Give an exact copy of the lines of the records below, starting at the line containing "Return one point per instance of the attic" and running to the end.

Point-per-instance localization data
============================================================

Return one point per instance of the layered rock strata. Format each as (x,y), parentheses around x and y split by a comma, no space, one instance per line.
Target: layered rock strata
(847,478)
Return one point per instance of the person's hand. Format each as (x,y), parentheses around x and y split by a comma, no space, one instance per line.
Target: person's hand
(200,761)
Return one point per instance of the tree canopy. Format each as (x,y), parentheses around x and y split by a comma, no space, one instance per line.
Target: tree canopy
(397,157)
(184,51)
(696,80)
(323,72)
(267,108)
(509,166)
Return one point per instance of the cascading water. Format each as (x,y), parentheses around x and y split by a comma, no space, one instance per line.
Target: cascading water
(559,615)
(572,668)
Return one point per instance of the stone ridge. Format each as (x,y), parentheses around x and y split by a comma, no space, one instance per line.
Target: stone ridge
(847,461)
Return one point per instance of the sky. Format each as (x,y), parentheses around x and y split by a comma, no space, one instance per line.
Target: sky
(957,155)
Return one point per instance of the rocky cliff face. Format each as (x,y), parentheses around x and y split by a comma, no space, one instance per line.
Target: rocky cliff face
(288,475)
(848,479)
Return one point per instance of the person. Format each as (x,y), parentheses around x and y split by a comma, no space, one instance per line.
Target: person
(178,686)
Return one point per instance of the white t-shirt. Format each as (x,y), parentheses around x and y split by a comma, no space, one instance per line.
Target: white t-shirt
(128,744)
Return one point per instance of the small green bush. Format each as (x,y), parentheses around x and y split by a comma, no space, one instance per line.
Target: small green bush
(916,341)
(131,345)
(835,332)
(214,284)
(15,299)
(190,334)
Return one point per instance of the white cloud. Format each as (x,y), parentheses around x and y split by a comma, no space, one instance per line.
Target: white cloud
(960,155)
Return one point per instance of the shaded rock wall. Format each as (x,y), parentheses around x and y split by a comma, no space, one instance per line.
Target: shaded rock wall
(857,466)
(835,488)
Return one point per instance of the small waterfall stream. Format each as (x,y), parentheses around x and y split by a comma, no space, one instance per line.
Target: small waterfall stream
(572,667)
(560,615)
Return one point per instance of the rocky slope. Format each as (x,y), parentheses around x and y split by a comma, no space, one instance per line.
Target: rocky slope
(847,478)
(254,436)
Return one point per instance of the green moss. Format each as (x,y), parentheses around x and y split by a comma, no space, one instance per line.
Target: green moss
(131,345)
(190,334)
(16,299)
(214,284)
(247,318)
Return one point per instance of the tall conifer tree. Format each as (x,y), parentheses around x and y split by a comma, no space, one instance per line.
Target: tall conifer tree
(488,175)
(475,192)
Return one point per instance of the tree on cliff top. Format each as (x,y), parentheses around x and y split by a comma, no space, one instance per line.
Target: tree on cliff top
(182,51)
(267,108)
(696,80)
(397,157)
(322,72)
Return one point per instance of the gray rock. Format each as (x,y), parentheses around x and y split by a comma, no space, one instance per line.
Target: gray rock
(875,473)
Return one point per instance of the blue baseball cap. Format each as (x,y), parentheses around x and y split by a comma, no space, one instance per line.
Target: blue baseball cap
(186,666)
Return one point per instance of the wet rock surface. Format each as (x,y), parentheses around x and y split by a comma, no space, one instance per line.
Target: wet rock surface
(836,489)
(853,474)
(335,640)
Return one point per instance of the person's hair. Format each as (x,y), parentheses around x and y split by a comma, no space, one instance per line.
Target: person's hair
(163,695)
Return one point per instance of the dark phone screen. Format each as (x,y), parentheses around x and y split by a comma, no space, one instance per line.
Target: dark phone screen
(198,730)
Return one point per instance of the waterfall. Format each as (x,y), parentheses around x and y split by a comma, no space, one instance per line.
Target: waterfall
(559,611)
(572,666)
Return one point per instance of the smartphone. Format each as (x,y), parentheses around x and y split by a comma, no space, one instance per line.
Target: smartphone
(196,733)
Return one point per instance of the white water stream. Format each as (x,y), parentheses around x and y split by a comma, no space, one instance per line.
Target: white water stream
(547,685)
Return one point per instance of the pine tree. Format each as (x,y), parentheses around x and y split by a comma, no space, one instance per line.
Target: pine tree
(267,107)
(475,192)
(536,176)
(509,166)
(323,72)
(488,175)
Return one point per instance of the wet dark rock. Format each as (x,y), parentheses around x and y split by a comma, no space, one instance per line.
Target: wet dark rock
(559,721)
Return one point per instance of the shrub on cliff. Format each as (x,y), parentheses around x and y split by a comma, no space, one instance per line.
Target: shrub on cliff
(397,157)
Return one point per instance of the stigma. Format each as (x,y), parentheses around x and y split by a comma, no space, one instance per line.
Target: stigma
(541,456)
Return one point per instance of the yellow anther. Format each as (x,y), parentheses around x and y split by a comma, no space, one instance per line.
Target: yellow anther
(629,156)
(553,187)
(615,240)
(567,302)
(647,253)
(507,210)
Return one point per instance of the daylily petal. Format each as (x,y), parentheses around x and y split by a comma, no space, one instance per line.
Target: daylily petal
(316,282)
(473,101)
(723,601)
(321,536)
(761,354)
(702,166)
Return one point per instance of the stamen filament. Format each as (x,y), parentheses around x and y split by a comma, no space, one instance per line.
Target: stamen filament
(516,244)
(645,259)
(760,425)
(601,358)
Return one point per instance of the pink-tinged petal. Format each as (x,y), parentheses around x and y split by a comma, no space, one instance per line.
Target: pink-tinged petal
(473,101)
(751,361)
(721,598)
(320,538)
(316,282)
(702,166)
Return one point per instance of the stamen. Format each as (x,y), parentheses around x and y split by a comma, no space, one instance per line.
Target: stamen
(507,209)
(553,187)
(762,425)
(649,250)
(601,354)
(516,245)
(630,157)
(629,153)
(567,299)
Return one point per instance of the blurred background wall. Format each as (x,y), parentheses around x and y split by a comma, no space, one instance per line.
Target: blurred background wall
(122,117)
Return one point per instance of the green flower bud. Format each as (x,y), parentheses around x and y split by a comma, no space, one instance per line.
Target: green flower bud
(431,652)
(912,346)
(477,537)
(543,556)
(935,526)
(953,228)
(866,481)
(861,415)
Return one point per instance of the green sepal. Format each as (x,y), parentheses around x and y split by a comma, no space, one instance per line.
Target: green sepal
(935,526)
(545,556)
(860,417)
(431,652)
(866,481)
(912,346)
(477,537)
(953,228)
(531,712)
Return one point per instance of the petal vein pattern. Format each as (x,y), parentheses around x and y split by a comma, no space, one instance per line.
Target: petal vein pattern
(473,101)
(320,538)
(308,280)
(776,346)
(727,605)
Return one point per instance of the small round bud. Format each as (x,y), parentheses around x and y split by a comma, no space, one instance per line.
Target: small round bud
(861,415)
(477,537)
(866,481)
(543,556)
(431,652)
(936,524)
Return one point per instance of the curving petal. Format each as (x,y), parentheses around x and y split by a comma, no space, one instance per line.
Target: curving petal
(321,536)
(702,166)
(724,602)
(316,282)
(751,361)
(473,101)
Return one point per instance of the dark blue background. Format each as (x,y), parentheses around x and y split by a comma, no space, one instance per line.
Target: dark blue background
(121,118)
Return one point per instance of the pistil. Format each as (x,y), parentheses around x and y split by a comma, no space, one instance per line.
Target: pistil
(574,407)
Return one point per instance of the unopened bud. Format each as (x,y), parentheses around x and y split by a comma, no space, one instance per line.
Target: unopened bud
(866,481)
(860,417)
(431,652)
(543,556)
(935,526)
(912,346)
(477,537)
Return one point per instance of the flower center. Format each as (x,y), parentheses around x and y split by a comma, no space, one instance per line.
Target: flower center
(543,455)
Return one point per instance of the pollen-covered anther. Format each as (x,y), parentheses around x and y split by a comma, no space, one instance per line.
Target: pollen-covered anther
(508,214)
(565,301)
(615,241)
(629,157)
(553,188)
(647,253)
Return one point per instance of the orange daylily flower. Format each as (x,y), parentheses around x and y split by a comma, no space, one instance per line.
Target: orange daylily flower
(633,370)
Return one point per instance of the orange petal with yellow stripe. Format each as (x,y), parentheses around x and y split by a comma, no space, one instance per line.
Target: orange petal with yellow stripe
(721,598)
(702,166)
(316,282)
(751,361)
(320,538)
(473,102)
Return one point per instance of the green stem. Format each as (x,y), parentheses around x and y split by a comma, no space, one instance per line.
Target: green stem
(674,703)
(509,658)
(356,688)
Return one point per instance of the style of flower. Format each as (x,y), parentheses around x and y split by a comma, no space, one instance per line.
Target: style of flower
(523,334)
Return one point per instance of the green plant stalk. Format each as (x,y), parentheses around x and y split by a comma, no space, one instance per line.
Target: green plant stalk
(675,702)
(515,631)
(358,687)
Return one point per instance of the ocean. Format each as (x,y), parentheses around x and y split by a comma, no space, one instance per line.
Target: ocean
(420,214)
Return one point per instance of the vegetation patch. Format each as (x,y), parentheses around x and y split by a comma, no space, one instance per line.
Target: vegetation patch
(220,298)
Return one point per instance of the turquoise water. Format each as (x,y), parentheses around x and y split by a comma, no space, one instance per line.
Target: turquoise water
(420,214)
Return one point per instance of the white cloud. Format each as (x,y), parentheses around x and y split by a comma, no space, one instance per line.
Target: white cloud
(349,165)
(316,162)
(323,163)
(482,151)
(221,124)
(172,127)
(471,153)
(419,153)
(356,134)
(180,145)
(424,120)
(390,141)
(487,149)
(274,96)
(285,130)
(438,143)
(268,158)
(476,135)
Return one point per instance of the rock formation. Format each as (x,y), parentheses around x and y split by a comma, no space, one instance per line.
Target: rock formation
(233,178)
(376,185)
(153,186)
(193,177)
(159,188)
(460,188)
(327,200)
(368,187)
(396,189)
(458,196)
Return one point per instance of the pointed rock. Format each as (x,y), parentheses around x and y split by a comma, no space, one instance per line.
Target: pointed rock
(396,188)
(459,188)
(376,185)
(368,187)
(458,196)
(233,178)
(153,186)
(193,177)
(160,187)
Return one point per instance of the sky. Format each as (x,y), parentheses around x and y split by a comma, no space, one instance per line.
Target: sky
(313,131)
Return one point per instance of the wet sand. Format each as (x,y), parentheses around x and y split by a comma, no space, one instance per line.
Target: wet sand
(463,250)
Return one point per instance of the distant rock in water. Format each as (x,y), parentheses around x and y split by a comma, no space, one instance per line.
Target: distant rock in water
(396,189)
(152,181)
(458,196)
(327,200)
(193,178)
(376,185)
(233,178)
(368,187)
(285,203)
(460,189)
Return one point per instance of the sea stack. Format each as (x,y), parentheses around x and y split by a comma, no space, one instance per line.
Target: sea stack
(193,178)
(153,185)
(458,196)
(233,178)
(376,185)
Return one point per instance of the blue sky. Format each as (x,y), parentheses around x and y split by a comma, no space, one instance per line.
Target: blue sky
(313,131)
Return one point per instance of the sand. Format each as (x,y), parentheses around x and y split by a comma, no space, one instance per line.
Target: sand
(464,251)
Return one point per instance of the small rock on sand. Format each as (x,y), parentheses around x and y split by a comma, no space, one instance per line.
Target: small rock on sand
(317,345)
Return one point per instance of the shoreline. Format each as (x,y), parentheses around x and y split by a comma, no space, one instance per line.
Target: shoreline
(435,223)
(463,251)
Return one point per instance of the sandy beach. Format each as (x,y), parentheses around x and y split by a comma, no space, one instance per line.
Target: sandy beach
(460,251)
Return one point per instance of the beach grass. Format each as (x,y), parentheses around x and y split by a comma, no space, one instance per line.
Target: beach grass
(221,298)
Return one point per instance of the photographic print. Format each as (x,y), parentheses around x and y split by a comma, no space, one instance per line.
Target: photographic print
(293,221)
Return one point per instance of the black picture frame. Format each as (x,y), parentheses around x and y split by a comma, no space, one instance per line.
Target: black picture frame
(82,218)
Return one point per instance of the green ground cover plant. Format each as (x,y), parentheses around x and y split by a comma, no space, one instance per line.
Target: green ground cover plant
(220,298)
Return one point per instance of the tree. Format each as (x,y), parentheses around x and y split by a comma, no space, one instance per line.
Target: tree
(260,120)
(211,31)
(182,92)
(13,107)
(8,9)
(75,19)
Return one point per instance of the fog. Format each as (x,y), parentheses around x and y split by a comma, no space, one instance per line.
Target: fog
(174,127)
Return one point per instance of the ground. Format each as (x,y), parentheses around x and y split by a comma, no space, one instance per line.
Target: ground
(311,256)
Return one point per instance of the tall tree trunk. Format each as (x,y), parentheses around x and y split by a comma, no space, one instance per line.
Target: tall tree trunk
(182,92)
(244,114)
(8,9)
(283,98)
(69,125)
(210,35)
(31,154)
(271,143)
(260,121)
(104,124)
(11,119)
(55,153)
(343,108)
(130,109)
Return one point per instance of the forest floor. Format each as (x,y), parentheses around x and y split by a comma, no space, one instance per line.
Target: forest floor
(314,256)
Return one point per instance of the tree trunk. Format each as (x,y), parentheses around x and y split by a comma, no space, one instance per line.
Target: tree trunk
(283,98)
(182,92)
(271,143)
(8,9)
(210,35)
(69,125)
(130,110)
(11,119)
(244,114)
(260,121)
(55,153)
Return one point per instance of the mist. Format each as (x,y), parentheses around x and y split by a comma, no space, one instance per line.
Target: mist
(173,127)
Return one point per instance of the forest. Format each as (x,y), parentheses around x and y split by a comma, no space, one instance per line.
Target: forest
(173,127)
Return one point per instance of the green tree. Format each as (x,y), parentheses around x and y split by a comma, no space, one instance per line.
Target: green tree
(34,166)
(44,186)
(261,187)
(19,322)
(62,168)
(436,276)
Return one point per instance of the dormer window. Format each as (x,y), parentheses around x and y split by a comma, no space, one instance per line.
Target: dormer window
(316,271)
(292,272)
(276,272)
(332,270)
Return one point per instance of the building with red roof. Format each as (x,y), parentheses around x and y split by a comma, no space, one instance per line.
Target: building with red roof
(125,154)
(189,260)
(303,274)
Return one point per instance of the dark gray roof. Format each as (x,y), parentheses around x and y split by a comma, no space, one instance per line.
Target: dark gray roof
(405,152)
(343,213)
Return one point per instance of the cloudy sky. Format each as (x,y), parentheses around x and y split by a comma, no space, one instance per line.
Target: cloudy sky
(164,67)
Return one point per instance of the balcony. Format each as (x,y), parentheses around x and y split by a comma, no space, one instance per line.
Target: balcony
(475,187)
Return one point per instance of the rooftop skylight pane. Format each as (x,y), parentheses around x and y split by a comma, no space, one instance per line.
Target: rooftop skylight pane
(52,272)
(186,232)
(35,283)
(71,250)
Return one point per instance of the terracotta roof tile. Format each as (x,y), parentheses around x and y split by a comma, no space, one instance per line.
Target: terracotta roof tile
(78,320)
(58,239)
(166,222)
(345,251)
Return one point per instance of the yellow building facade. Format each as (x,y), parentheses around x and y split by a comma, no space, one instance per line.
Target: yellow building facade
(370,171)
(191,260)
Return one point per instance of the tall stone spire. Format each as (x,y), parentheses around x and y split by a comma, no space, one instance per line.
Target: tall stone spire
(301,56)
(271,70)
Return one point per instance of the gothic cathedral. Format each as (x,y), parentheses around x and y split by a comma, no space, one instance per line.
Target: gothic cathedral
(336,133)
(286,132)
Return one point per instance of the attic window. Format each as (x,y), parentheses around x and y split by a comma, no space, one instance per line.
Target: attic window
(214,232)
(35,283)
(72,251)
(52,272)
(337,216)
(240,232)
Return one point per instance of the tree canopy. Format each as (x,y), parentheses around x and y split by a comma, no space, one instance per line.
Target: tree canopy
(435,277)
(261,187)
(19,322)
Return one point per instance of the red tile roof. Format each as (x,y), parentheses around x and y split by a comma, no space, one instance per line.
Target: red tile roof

============================================================

## Solution to this exercise:
Return one point per instance of the attic window. Format each as (x,y), parentheses around x and y split by a comma, no space, one instance per line.
Target: attic window
(214,232)
(35,283)
(72,251)
(52,272)
(337,216)
(240,232)
Return one point per instance of the tree canopy. Format each as (x,y), parentheses around x and y split by a comma, no space, one instance per line.
Target: tree canopy
(435,277)
(261,187)
(19,322)
Return one point per instance of the red tile roof. Format each as (x,y), parentheses around x and y split by a comma, no space, one instance per line.
Target: red tile roof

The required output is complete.